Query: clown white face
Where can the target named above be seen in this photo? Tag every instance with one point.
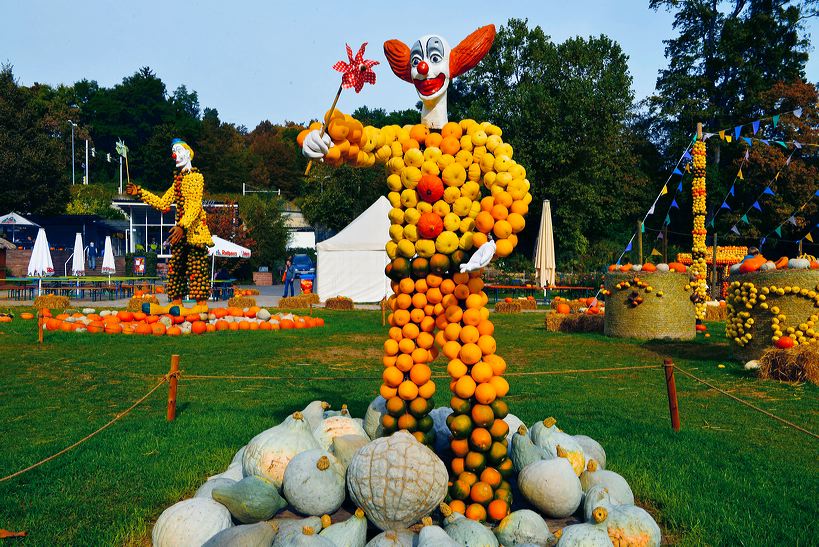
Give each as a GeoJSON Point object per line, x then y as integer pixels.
{"type": "Point", "coordinates": [181, 156]}
{"type": "Point", "coordinates": [429, 59]}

### [TASK TO COMPLETE]
In the answer, the entries must appear exactly as above, without the images.

### [SOLUTION FOR THIS TASK]
Query: clown white face
Where can the target named above be seen in this photo? Tag every instance with one point.
Give each as a GeoJSON Point object per line, x then y as integer pixels.
{"type": "Point", "coordinates": [181, 156]}
{"type": "Point", "coordinates": [429, 59]}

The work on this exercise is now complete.